#### Problem details:
From the listing below, pull out all lines with "green" in them.

#### Available data:
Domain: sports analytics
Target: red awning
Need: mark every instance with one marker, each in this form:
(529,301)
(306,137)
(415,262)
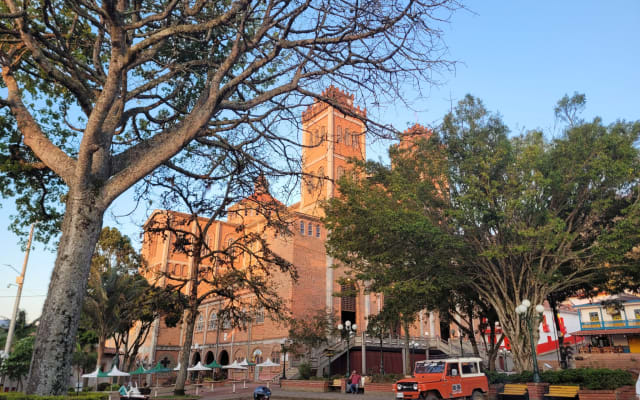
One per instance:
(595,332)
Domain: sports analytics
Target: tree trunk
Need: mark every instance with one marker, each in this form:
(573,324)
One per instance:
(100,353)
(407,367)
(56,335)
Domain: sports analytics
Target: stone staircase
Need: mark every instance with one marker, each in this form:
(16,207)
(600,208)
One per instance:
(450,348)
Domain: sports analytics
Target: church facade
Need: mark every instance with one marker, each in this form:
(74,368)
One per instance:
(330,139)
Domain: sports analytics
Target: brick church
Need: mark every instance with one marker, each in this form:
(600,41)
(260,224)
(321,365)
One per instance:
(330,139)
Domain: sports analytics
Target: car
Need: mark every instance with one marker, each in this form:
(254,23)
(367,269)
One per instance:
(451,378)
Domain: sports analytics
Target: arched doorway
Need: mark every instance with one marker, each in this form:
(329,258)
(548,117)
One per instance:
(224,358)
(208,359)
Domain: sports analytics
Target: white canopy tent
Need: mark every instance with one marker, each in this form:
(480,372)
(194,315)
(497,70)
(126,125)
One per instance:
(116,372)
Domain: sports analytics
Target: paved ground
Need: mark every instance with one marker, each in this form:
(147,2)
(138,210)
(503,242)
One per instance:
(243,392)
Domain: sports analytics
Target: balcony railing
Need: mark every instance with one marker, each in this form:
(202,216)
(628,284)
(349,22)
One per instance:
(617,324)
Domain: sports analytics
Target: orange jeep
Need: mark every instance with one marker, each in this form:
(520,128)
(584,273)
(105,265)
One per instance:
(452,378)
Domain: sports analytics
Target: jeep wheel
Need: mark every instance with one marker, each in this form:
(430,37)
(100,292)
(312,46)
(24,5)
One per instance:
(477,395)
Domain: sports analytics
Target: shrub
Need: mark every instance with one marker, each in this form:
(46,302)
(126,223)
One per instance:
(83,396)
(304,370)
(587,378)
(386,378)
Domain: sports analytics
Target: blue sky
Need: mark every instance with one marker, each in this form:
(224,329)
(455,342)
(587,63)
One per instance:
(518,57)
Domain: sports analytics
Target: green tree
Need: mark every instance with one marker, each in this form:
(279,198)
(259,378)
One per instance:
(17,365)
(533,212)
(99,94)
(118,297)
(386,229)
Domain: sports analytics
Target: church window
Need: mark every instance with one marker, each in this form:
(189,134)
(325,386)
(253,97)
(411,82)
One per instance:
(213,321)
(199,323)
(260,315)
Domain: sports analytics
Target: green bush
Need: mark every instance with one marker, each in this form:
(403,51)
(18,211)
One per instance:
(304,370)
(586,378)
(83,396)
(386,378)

#### Answer box:
Target: green tree
Target: green bush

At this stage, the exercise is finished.